== Segment start ==
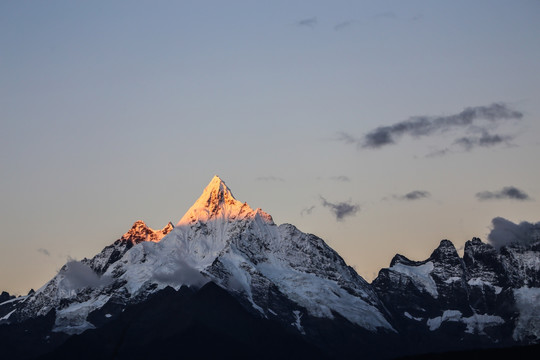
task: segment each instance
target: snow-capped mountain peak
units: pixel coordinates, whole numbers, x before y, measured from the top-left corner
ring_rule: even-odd
[[[256,214],[270,222],[272,221],[270,215],[262,210],[253,210],[247,203],[236,200],[229,187],[216,175],[203,190],[202,195],[180,219],[177,226],[217,219],[241,220],[246,217],[254,217]]]

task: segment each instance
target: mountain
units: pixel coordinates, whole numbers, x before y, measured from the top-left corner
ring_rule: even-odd
[[[473,239],[461,258],[443,240],[425,261],[396,255],[369,284],[322,239],[276,225],[216,176],[176,226],[153,230],[139,220],[34,293],[2,301],[0,344],[12,358],[80,358],[83,343],[88,358],[144,358],[143,344],[164,357],[174,358],[178,344],[205,357],[188,346],[202,339],[231,356],[263,346],[268,357],[287,350],[301,358],[532,344],[540,339],[539,250],[538,242],[496,250]]]
[[[424,261],[396,255],[372,286],[410,352],[530,344],[540,338],[540,243],[500,251],[441,241]]]

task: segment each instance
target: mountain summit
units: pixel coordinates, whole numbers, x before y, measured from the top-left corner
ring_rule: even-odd
[[[260,209],[257,211],[263,213]],[[236,200],[225,182],[215,175],[177,226],[217,219],[240,220],[246,216],[254,216],[254,210],[247,203]],[[266,213],[264,216],[271,219]]]

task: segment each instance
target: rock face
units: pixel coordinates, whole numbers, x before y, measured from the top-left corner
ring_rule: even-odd
[[[396,255],[372,285],[412,347],[419,339],[428,351],[538,342],[539,245],[497,251],[474,238],[460,258],[443,240],[424,261]]]
[[[68,262],[36,292],[2,300],[0,326],[46,319],[36,321],[47,324],[39,339],[49,339],[41,346],[51,350],[74,334],[124,326],[118,322],[126,309],[155,302],[158,293],[176,297],[217,286],[254,319],[279,324],[324,356],[529,344],[540,339],[539,247],[496,250],[473,239],[461,258],[443,240],[424,261],[396,255],[369,284],[322,239],[277,226],[216,176],[176,226],[153,230],[137,221],[93,258]]]

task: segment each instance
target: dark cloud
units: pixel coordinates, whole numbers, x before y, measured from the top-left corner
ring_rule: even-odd
[[[379,126],[368,132],[362,138],[355,138],[347,133],[339,133],[338,140],[346,144],[356,144],[359,148],[377,149],[383,146],[395,144],[402,136],[409,135],[415,138],[441,133],[450,129],[471,129],[474,122],[488,120],[492,124],[503,120],[521,119],[523,114],[507,107],[502,103],[494,103],[489,106],[468,107],[458,114],[448,116],[414,116],[405,121],[400,121],[389,126]],[[505,142],[508,137],[489,135],[485,129],[481,137],[458,139],[457,142],[466,145],[467,140],[471,146],[495,145]]]
[[[334,26],[334,30],[340,31],[340,30],[346,29],[350,27],[354,22],[355,22],[354,20],[340,22],[339,24]]]
[[[510,220],[496,217],[491,220],[492,230],[488,235],[488,241],[493,247],[499,249],[509,244],[531,244],[540,241],[540,222],[536,224],[523,221],[514,224]]]
[[[420,200],[420,199],[428,198],[430,196],[431,194],[429,193],[429,191],[414,190],[405,195],[397,196],[397,198],[400,200]]]
[[[514,186],[505,186],[499,191],[481,191],[476,193],[476,197],[478,200],[514,199],[523,201],[531,199],[524,191]]]
[[[342,221],[346,216],[353,216],[360,210],[360,206],[357,204],[351,204],[349,202],[331,203],[321,196],[321,203],[324,207],[327,207],[334,213],[337,221]]]
[[[68,259],[66,265],[59,271],[63,276],[63,285],[73,290],[87,287],[106,286],[112,282],[109,276],[99,276],[92,268],[80,261]]]
[[[464,136],[457,139],[454,143],[462,146],[465,150],[471,150],[474,147],[490,147],[501,143],[509,143],[512,140],[512,136],[508,135],[491,135],[487,131],[482,131],[481,136]]]
[[[255,179],[255,181],[280,181],[283,182],[285,179],[277,177],[277,176],[259,176]]]
[[[317,18],[316,17],[312,17],[312,18],[307,18],[307,19],[302,19],[300,21],[298,21],[296,23],[296,25],[298,26],[306,26],[306,27],[315,27],[315,25],[317,25]]]
[[[331,176],[330,180],[341,181],[341,182],[350,182],[351,181],[351,179],[348,176],[345,176],[345,175]]]
[[[37,249],[38,253],[41,253],[43,255],[51,256],[51,253],[47,249],[39,248]]]
[[[315,207],[316,207],[315,205],[312,205],[312,206],[310,206],[308,208],[302,209],[302,211],[300,211],[300,215],[301,216],[304,216],[304,214],[305,215],[311,215],[311,212],[313,211],[313,209],[315,209]]]

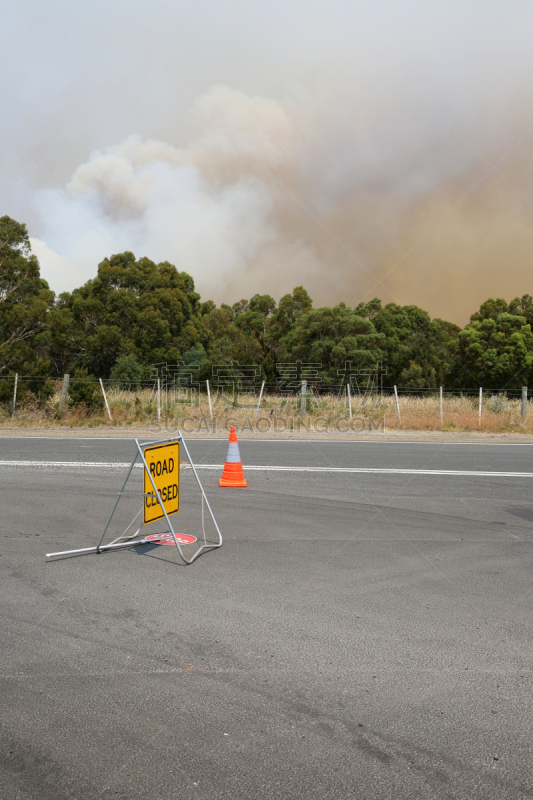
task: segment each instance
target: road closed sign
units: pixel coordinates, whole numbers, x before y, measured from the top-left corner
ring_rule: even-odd
[[[150,476],[159,492],[167,515],[180,510],[180,445],[179,442],[147,447],[144,459],[149,473],[144,470],[144,524],[165,516],[154,492]],[[147,496],[148,495],[148,496]]]

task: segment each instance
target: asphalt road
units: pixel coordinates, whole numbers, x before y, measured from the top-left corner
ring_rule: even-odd
[[[132,442],[0,440],[2,800],[533,797],[533,446],[240,447],[271,469],[200,471],[224,544],[184,567],[46,562],[96,544]],[[197,533],[190,471],[182,504]]]

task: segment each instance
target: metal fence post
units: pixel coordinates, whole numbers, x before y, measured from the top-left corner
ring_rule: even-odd
[[[307,412],[307,381],[302,381],[300,392],[300,416],[304,417]]]
[[[157,421],[161,422],[161,379],[157,379]]]
[[[400,414],[400,403],[398,401],[398,389],[394,386],[394,397],[396,400],[396,413],[398,414],[398,422],[402,424],[402,415]]]
[[[15,373],[15,388],[13,390],[13,414],[15,413],[15,406],[17,405],[17,386],[19,382],[19,374]]]
[[[522,422],[527,419],[527,386],[522,386]]]
[[[63,388],[61,389],[61,400],[59,401],[59,405],[61,408],[66,408],[67,405],[67,392],[68,392],[68,384],[70,380],[70,375],[65,373],[63,375]]]
[[[256,408],[256,411],[255,411],[256,414],[259,414],[259,408],[261,406],[261,400],[263,399],[263,389],[264,388],[265,388],[265,382],[263,381],[263,383],[261,384],[261,391],[259,392],[259,400],[257,401],[257,408]]]
[[[352,393],[350,392],[350,381],[346,384],[346,394],[348,395],[348,411],[352,419]]]
[[[113,417],[111,416],[111,411],[109,410],[109,403],[107,402],[107,397],[104,390],[104,384],[102,383],[101,378],[100,378],[100,388],[102,389],[102,394],[104,395],[105,407],[107,408],[107,413],[109,414],[109,421],[113,422]]]
[[[440,387],[440,426],[442,428],[442,386]]]
[[[482,400],[483,400],[483,389],[480,386],[479,387],[479,412],[478,412],[478,415],[477,415],[478,428],[481,428],[481,402],[482,402]]]
[[[211,390],[209,389],[209,381],[205,382],[207,387],[207,399],[209,401],[209,416],[211,417],[211,422],[213,421],[213,406],[211,405]]]

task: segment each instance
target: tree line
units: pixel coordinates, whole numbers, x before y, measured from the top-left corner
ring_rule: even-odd
[[[280,362],[320,363],[328,386],[341,382],[346,362],[371,369],[381,361],[391,386],[505,391],[533,377],[532,324],[530,295],[487,300],[463,329],[378,298],[316,308],[302,286],[278,302],[256,294],[217,306],[202,301],[186,272],[130,252],[105,258],[95,278],[56,296],[26,226],[0,218],[0,375],[33,377],[41,395],[50,376],[135,383],[161,362],[199,365],[199,380],[213,365],[256,364],[268,383]]]

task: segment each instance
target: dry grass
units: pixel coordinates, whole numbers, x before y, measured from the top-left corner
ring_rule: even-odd
[[[256,411],[258,397],[245,397],[242,403],[235,405],[227,398],[212,395],[213,417],[209,410],[207,395],[200,398],[196,395],[194,402],[185,392],[180,396],[162,393],[161,422],[157,419],[157,397],[153,389],[142,389],[137,392],[110,389],[108,401],[112,415],[109,420],[105,408],[89,411],[83,406],[60,408],[60,386],[56,387],[52,399],[40,408],[35,398],[27,396],[15,414],[11,415],[5,407],[0,406],[0,428],[93,428],[113,426],[133,426],[136,428],[153,428],[159,430],[175,430],[186,427],[189,430],[227,429],[234,424],[241,430],[254,429],[258,420],[268,419],[269,430],[294,430],[301,427],[300,398],[280,395],[264,395],[259,413]],[[242,399],[242,396],[241,396]],[[457,397],[451,394],[444,396],[443,419],[441,424],[439,397],[417,397],[402,395],[399,399],[401,424],[398,420],[396,403],[393,396],[353,397],[352,415],[359,420],[356,430],[361,430],[361,420],[375,422],[384,417],[385,430],[420,430],[484,433],[528,433],[533,434],[533,410],[528,414],[525,424],[521,421],[520,400],[507,400],[503,397],[485,396],[482,404],[481,425],[478,421],[478,398]],[[333,395],[323,395],[308,404],[306,424],[312,430],[335,430],[340,420],[348,418],[347,399]],[[274,421],[275,424],[274,424]],[[266,422],[260,423],[263,427]]]
[[[442,424],[439,397],[403,396],[399,398],[401,424],[394,397],[386,398],[383,408],[387,428],[425,431],[481,431],[483,433],[533,433],[533,409],[525,424],[521,419],[521,401],[500,396],[485,397],[479,423],[479,398],[444,396]],[[528,404],[529,405],[529,404]]]

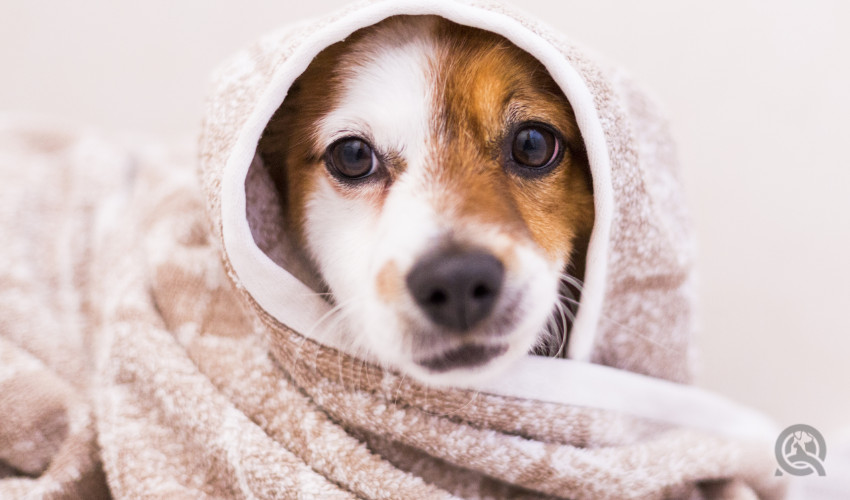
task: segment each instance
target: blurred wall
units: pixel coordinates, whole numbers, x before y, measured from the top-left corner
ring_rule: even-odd
[[[523,0],[666,108],[700,236],[699,383],[850,426],[850,2]],[[5,0],[0,110],[185,142],[206,77],[342,2]]]

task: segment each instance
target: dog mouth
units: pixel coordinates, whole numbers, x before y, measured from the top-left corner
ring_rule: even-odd
[[[515,291],[504,294],[497,312],[473,331],[458,333],[445,329],[418,331],[414,338],[413,362],[432,374],[459,369],[483,368],[510,349],[510,341],[519,319],[521,295]],[[412,322],[412,321],[411,321]],[[420,327],[421,328],[421,327]],[[457,336],[461,339],[458,339]],[[457,342],[460,340],[460,342]]]
[[[450,349],[437,356],[416,361],[416,364],[434,373],[443,373],[456,368],[475,368],[501,356],[508,350],[505,344],[467,344]]]

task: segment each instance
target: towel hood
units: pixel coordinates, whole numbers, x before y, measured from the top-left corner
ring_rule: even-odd
[[[286,269],[276,192],[254,162],[257,144],[289,86],[322,49],[400,14],[488,30],[536,57],[574,108],[593,178],[596,218],[569,359],[529,355],[471,388],[736,434],[764,429],[758,415],[682,385],[691,381],[693,360],[694,245],[665,121],[624,73],[499,4],[358,3],[274,32],[218,71],[200,167],[223,260],[251,306],[301,335],[330,309]],[[311,334],[323,343],[320,332]]]

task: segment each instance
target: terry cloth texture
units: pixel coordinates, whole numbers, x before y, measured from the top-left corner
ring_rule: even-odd
[[[539,58],[587,143],[597,219],[572,359],[529,357],[501,389],[429,388],[323,344],[309,327],[330,307],[283,268],[260,134],[315,54],[397,14]],[[692,262],[663,120],[542,25],[497,4],[394,1],[273,33],[218,72],[199,169],[70,130],[0,127],[0,498],[783,496],[775,434],[675,414],[691,394]],[[544,378],[582,366],[663,390],[618,407],[638,402],[631,385]]]

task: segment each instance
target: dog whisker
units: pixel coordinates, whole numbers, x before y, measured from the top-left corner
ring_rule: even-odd
[[[555,302],[552,314],[550,314],[546,326],[542,344],[535,352],[549,357],[564,357],[569,340],[569,330],[575,322],[575,314],[578,309],[576,296],[580,296],[583,283],[578,278],[561,273],[559,276],[560,287],[558,301]]]
[[[396,386],[395,391],[393,391],[393,397],[391,398],[391,401],[392,401],[393,404],[398,403],[398,393],[401,390],[402,386],[404,385],[404,380],[406,378],[407,378],[407,374],[402,373],[401,378],[398,381],[398,385]]]
[[[481,391],[478,391],[478,390],[472,391],[472,395],[469,397],[469,400],[467,400],[466,403],[464,403],[462,406],[455,408],[454,410],[452,410],[450,412],[440,414],[440,416],[441,417],[451,417],[452,415],[456,415],[461,410],[468,408],[476,399],[478,399],[479,394],[481,394]]]
[[[575,276],[572,276],[571,274],[561,273],[561,275],[559,276],[559,279],[561,281],[563,281],[564,283],[575,287],[579,292],[581,292],[582,289],[584,289],[584,283],[580,279],[576,278]]]
[[[293,362],[298,363],[298,362],[301,361],[301,355],[303,353],[304,342],[306,342],[308,338],[312,338],[313,334],[318,330],[318,328],[322,325],[322,323],[328,322],[328,324],[326,325],[327,328],[337,327],[338,325],[340,325],[345,320],[346,315],[348,315],[350,313],[350,311],[352,310],[352,306],[355,305],[356,301],[357,301],[357,297],[353,297],[352,299],[349,299],[345,302],[336,304],[334,307],[332,307],[330,310],[328,310],[325,314],[323,314],[313,324],[313,326],[307,331],[305,336],[302,338],[301,342],[298,344],[298,351],[295,354],[295,359],[293,360]],[[343,338],[345,338],[345,336],[343,336]],[[340,355],[341,355],[341,353],[342,353],[342,351],[340,351]],[[316,359],[313,359],[314,365],[317,361],[318,355],[319,355],[319,351],[316,351],[316,353],[315,353]],[[340,371],[340,373],[341,373],[341,371]],[[341,379],[341,376],[340,376],[340,379]]]
[[[312,337],[319,326],[324,323],[326,320],[333,318],[336,315],[344,314],[344,310],[346,305],[350,305],[352,302],[356,301],[357,297],[352,297],[347,301],[341,302],[333,306],[328,312],[323,314],[314,324],[310,327],[310,330],[307,331],[307,337]]]
[[[566,312],[565,312],[566,306],[563,304],[563,302],[559,301],[559,302],[556,302],[556,304],[557,304],[558,312],[561,315],[561,324],[563,325],[563,331],[559,332],[560,337],[561,337],[561,343],[558,346],[558,351],[555,353],[555,355],[553,357],[560,358],[561,356],[563,356],[564,348],[567,345],[567,316],[570,316],[570,320],[573,320],[574,317],[572,315],[566,314]]]

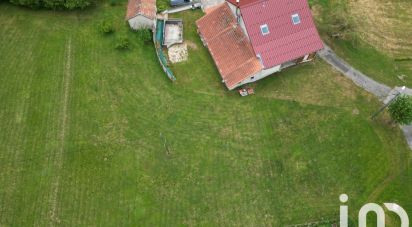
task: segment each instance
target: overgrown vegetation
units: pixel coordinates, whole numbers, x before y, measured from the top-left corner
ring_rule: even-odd
[[[127,35],[122,34],[116,38],[116,44],[115,44],[116,49],[125,50],[125,49],[129,49],[129,46],[130,46],[130,42],[129,42],[129,38],[127,37]]]
[[[391,105],[389,113],[392,119],[401,125],[408,125],[412,122],[412,97],[408,95],[398,96]]]
[[[117,5],[119,5],[119,0],[109,0],[109,4],[111,6],[117,6]]]
[[[354,44],[356,40],[356,35],[353,29],[353,21],[350,15],[348,14],[348,8],[345,4],[346,0],[330,0],[327,3],[324,3],[321,0],[311,1],[311,5],[316,3],[322,4],[324,7],[333,9],[328,12],[324,20],[328,21],[326,29],[326,34],[331,39],[336,40],[345,40],[351,41]]]
[[[84,9],[94,3],[94,0],[10,0],[11,3],[30,8],[46,9]]]
[[[169,0],[157,0],[156,1],[157,12],[163,12],[167,10],[169,5]]]
[[[140,29],[136,31],[138,39],[145,43],[148,44],[150,41],[152,41],[152,32],[149,29]]]
[[[114,24],[109,18],[103,19],[99,23],[98,29],[103,34],[110,34],[110,33],[113,33],[115,31]]]
[[[323,40],[341,57],[378,82],[388,86],[412,87],[412,61],[408,61],[412,42],[405,38],[412,34],[412,27],[408,24],[412,14],[407,13],[412,9],[412,1],[310,2]],[[363,9],[357,10],[357,6]],[[376,8],[386,12],[375,15],[373,11]],[[395,38],[403,38],[395,39],[394,34],[398,34]],[[384,37],[387,37],[386,40]]]

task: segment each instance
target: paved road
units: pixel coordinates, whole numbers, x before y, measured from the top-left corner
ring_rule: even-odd
[[[326,45],[323,50],[319,51],[319,56],[330,65],[332,65],[335,69],[343,73],[346,77],[351,79],[356,85],[374,94],[381,101],[383,101],[392,90],[390,87],[376,82],[375,80],[369,78],[365,74],[350,66],[344,60],[339,58],[335,54],[335,52],[333,52],[333,50],[331,50]]]
[[[374,94],[384,104],[387,104],[395,97],[396,94],[401,91],[400,87],[391,89],[385,84],[381,84],[356,70],[343,59],[339,58],[335,54],[335,52],[327,45],[325,45],[325,48],[323,50],[319,51],[319,56],[327,63],[332,65],[333,68],[351,79],[356,85]],[[412,96],[412,89],[407,88],[405,91],[403,91],[403,93]],[[406,141],[408,142],[409,148],[412,149],[412,125],[401,126],[401,129],[403,131],[403,134],[405,135]]]
[[[225,0],[201,0],[203,10],[215,7],[225,2]]]
[[[167,9],[167,10],[163,11],[162,14],[178,13],[178,12],[186,11],[186,10],[189,10],[189,9],[200,8],[201,6],[202,6],[202,3],[194,2],[193,4],[190,4],[190,5],[179,6],[179,7],[174,7],[174,8]]]

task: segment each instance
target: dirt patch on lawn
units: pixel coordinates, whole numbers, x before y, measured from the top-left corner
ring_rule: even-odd
[[[189,48],[191,48],[191,49],[193,49],[193,50],[197,50],[197,49],[199,49],[198,47],[197,47],[197,45],[196,45],[196,43],[194,43],[194,42],[192,42],[192,41],[186,41],[185,42],[186,44],[187,44],[187,46],[189,47]]]
[[[412,1],[348,0],[361,38],[394,57],[412,55]]]

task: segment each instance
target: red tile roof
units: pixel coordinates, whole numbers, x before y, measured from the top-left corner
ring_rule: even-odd
[[[209,11],[196,24],[229,89],[262,70],[262,64],[227,3]]]
[[[236,4],[236,0],[228,0]],[[242,18],[256,55],[265,68],[316,52],[323,48],[307,0],[240,0]],[[292,23],[298,14],[300,24]],[[267,24],[269,34],[260,26]]]
[[[126,20],[132,19],[137,15],[155,19],[156,10],[156,0],[129,0],[129,3],[127,4]]]

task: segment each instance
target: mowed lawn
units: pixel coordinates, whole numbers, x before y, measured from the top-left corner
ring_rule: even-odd
[[[0,4],[0,225],[284,226],[337,219],[341,193],[352,218],[383,199],[411,211],[401,131],[327,64],[240,98],[189,11],[172,84],[124,12]],[[104,17],[114,34],[97,31]],[[130,50],[114,49],[121,33]]]

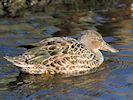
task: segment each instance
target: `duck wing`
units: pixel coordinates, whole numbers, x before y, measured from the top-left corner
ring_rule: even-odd
[[[54,37],[54,38],[47,38],[47,39],[43,39],[40,42],[34,43],[34,44],[28,44],[28,45],[19,45],[18,47],[23,47],[28,49],[33,49],[35,47],[40,47],[40,46],[50,46],[50,45],[55,45],[55,44],[65,44],[67,41],[69,40],[69,38],[61,38],[61,37]],[[72,40],[72,39],[70,39]],[[75,40],[75,39],[74,39]]]
[[[67,54],[73,42],[77,40],[69,38],[47,38],[32,45],[24,54],[17,57],[5,57],[10,62],[41,63],[52,56]],[[78,41],[77,41],[78,42]]]

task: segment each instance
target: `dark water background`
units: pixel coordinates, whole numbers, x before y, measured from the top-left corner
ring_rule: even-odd
[[[133,100],[133,19],[127,12],[0,18],[0,100]],[[3,58],[23,53],[19,45],[53,36],[78,38],[85,29],[101,32],[105,41],[120,50],[103,52],[105,69],[97,73],[69,78],[26,75]]]

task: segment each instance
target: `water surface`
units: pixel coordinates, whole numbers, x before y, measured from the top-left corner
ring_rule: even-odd
[[[133,20],[124,15],[112,19],[111,15],[104,14],[94,15],[93,19],[88,16],[89,22],[84,20],[87,16],[74,18],[77,19],[73,16],[73,20],[67,21],[68,16],[61,19],[41,14],[0,19],[1,100],[133,99]],[[84,29],[98,30],[107,42],[120,50],[117,54],[103,52],[104,70],[97,73],[67,78],[21,74],[3,58],[22,54],[25,49],[19,45],[52,36],[78,38]]]

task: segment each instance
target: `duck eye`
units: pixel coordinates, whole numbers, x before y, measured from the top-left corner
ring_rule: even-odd
[[[102,39],[98,39],[98,41],[103,42],[103,40],[102,40]]]

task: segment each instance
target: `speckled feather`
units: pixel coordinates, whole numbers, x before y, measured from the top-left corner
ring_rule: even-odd
[[[100,66],[101,49],[117,52],[98,32],[87,30],[80,40],[47,38],[33,44],[33,48],[20,56],[5,58],[29,74],[79,75],[92,73]]]
[[[98,66],[95,53],[72,38],[48,38],[34,46],[22,56],[6,59],[21,62],[21,70],[30,74],[82,74],[93,69],[95,64]]]

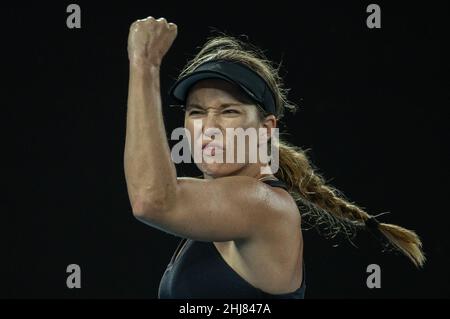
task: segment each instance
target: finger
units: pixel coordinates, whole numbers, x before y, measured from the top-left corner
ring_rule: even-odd
[[[158,20],[156,20],[158,22],[163,22],[163,23],[167,23],[167,20],[165,18],[159,18]]]
[[[136,20],[136,22],[148,22],[148,21],[155,21],[155,18],[153,18],[152,16],[148,16],[147,18]]]
[[[130,30],[133,30],[136,27],[136,24],[138,23],[139,20],[134,21],[131,25],[130,25]]]

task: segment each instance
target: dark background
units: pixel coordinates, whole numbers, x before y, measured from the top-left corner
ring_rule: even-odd
[[[162,66],[165,104],[212,27],[247,35],[283,60],[300,106],[286,138],[311,149],[355,203],[421,236],[428,262],[418,270],[368,234],[355,248],[306,231],[308,298],[448,298],[448,6],[376,2],[382,28],[368,29],[370,2],[358,2],[77,2],[81,29],[66,27],[70,2],[3,7],[0,297],[157,296],[179,238],[135,220],[123,172],[128,28],[152,15],[178,25]],[[182,112],[166,109],[165,120],[171,132]],[[72,263],[81,289],[66,287]],[[380,289],[366,286],[372,263]]]

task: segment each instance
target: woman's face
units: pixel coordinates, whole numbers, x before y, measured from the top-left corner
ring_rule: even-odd
[[[239,88],[224,80],[197,82],[186,100],[184,125],[191,137],[191,154],[207,177],[236,175],[249,165],[260,165],[259,159],[256,163],[254,160],[258,146],[264,141],[258,129],[275,124],[274,116],[261,120],[257,106]],[[239,128],[241,132],[235,130]],[[255,138],[249,137],[252,133]]]

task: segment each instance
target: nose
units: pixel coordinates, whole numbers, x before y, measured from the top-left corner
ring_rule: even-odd
[[[213,112],[209,112],[208,115],[203,118],[202,133],[205,138],[210,139],[214,139],[216,135],[221,133],[220,122]]]

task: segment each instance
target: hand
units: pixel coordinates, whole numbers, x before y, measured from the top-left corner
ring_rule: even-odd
== Segment end ==
> **WHAT THIS TASK INVOLVES**:
What lines in the material above hold the string "background"? List them.

> **EXPECTED ANSWER**:
target: `dark water background`
target: dark background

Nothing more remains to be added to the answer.